■ **Complete the following**
1. Using the passage on Australian conservatives after Labor election victories, state for each statement whether it agrees with the text. Answer yes or no and quote the deciding words. (a) The Liberal Party's 1983 committee of review was led by its Queensland president. (b) Fraser hosted Friedrich Hayek and Milton Friedman at the Lodge. (c) John Howard led the 1984 parliamentary policy review.
2. Reproduce everything in the passage on Australian conservatives from "Conservatives were similarly" down to "up to expectations.".
*** Opening Source text ***
Firstly, consider the parallels.
When Bob Hawke brought Labor to power, seven and a half years after the trauma of the Whitlam Dismissal, conservatives were deeply demoralised. They held office in just two states: Joh Bjelke-Petersen’s Coalition in Queensland and Robin Gray’s Liberals in Tasmania. Importantly, Malcolm Fraser had been a significant disappointment. But rather than mourn his defeat, most conservatives lamented his lack of achievement in office.
Conservatives were similarly demoralised when Anthony Albanese won last year’s federal election, eight and a half years after another generational Labor trauma: the failed Rudd and Gillard governments. Again, conservatives were left in charge of only two states — Dominic Perrottet’s Coalition in New South Wales and Jeremy Rockliff’s Liberals in Tasmania. And for differing reasons, the governments of Tony Abbott, Malcolm Turnbull and Scott Morrison had failed to live up to expectations.
So what did each generation of conservatives do next?
The first thing any professional political party does after an election defeat is conduct a review. In 1983, the Liberal Party’s committee of review was led by its NSW president, John Valder. Importantly, the committee did not limit itself to investigating organisational, administrative and campaigning issues — it set about provoking the party into policy change.
Thus, the Valder report wholeheartedly endorsed the free market economic revolution that had taken hold in Thatcher’s Britain and Reagan’s United States. Fraser had initially been supportive of this movement, even hosting neoliberal intellectuals such as Friedrich Hayek and Milton Friedman at the Lodge, but was unwilling to implement its policies in office. The Valder report was deeply critical of Fraser for this, and its interpretation was shared widely across the party.
The Valder report was followed in 1984 by a parliamentary policy review, led by John Howard. Key policy proposals included: economic and financial deregulation; cuts to tax, spending and tariffs; and privatisation of state assets. Both the organisational and parliamentary wings of the party were now embracing the core tenets of neoliberalism.
*** Closing Source text ***
*** Opening Supplied material ***
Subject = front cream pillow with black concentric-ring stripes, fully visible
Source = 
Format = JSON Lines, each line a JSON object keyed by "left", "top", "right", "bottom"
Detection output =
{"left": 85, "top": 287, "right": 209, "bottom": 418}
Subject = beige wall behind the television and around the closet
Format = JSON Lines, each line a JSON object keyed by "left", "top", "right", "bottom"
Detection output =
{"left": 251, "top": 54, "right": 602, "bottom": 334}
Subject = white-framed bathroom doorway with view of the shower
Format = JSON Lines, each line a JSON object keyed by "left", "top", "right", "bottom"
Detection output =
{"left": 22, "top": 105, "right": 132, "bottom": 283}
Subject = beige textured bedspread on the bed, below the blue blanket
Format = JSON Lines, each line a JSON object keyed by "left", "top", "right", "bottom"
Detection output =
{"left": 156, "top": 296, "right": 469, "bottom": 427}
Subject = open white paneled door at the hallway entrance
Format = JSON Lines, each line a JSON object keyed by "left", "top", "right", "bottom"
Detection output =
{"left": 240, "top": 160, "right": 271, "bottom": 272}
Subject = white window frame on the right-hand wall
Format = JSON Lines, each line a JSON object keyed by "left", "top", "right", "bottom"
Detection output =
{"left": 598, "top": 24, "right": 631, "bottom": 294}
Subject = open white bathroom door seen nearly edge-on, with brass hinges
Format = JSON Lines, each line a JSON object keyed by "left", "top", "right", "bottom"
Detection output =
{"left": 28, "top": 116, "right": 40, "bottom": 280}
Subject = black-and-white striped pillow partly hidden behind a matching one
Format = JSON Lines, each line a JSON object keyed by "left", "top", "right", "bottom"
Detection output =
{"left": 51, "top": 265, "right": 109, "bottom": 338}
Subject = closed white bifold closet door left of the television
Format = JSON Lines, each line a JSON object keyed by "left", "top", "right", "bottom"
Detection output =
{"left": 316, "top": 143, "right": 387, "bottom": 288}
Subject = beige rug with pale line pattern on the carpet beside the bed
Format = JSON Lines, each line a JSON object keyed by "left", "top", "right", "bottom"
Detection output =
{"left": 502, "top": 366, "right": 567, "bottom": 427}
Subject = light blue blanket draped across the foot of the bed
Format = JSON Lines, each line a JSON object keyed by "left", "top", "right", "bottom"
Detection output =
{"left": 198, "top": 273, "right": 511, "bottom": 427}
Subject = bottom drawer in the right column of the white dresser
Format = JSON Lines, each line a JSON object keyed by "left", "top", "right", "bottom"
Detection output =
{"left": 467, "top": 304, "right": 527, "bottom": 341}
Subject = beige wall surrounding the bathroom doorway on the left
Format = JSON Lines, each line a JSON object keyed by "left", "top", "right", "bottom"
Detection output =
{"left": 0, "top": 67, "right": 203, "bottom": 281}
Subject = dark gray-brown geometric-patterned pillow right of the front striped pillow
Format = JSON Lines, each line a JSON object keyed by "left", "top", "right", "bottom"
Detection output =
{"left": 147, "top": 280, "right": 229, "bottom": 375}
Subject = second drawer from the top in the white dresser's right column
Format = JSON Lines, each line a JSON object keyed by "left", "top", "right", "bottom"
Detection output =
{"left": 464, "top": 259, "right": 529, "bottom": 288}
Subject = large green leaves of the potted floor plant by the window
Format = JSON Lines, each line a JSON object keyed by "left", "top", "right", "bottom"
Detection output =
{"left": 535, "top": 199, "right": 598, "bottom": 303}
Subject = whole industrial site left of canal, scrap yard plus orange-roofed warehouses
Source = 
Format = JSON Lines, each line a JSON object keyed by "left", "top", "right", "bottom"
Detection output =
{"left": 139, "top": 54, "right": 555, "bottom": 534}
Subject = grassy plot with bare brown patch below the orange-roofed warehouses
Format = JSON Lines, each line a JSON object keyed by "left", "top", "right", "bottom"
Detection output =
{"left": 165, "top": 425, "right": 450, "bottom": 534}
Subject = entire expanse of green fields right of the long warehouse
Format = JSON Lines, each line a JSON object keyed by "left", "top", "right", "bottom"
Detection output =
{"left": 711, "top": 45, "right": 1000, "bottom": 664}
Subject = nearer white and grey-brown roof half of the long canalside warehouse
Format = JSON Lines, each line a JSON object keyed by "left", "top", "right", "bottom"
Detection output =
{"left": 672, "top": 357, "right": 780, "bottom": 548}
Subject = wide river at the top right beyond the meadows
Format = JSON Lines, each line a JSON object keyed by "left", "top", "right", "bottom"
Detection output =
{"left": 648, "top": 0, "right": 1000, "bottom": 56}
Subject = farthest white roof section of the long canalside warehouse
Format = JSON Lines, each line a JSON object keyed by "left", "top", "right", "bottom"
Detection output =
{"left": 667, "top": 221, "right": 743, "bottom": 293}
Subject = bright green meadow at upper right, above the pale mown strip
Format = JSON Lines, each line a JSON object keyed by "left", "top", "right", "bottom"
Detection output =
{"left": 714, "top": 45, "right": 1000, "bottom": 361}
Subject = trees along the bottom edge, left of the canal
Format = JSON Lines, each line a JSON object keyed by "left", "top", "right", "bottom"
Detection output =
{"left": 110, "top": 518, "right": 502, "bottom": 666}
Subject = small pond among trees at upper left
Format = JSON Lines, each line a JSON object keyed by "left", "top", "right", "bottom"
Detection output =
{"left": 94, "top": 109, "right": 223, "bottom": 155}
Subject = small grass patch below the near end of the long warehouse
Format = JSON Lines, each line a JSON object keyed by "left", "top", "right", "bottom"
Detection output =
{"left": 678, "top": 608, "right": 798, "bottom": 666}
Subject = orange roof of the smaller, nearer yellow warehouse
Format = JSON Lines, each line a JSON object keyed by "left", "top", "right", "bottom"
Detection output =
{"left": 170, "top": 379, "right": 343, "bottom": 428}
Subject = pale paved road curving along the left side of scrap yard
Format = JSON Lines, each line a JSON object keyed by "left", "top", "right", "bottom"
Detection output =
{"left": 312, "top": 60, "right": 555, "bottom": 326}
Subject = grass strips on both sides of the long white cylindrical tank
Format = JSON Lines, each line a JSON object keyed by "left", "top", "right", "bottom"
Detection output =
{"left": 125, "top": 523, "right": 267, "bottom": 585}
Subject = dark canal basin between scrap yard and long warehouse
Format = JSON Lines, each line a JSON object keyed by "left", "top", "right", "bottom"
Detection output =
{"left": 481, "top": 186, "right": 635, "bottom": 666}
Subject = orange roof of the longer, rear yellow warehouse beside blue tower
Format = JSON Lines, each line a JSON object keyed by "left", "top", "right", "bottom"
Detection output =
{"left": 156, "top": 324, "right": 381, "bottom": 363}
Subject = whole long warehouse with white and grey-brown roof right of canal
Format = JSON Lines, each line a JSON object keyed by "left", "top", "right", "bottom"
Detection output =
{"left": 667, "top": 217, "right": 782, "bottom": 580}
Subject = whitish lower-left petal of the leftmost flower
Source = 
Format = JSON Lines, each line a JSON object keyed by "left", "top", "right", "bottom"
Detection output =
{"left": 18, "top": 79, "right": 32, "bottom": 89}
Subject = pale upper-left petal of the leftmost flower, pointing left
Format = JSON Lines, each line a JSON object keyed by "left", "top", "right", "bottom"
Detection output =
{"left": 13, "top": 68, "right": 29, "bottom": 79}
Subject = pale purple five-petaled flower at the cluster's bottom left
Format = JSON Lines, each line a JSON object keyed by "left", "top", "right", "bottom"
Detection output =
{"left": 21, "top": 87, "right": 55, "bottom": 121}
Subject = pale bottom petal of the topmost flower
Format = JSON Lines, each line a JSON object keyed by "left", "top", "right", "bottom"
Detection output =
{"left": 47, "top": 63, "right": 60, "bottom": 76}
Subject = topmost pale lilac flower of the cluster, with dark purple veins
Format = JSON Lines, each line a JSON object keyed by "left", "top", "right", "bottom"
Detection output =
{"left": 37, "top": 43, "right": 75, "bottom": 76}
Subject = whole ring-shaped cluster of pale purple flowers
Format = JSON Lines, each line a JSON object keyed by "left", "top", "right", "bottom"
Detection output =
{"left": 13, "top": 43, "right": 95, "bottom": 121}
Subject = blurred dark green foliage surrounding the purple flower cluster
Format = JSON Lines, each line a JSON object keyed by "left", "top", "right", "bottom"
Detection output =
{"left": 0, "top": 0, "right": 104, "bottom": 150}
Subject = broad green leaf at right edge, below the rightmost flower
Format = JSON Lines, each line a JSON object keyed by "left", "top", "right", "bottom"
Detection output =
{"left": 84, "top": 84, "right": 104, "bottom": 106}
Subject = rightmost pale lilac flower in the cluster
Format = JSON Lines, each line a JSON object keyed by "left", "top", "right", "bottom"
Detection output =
*** Closing Supplied material ***
■ **Answer section**
1.
(a) No: "the Liberal Party’s committee of review was led by its NSW president, John Valder."
(b) Yes: "even hosting neoliberal intellectuals such as Friedrich Hayek and Milton Friedman at the Lodge"
(c) Yes: "The Valder report was followed in 1984 by a parliamentary policy review, led by John Howard."

2.
Conservatives were similarly demoralised when Anthony Albanese won last year’s federal election, eight and a half years after another generational Labor trauma: the failed Rudd and Gillard governments. Again, conservatives were left in charge of only two states — Dominic Perrottet’s Coalition in New South Wales and Jeremy Rockliff’s Liberals in Tasmania. And for differing reasons, the governments of Tony Abbott, Malcolm Turnbull and Scott Morrison had failed to live up to expectations.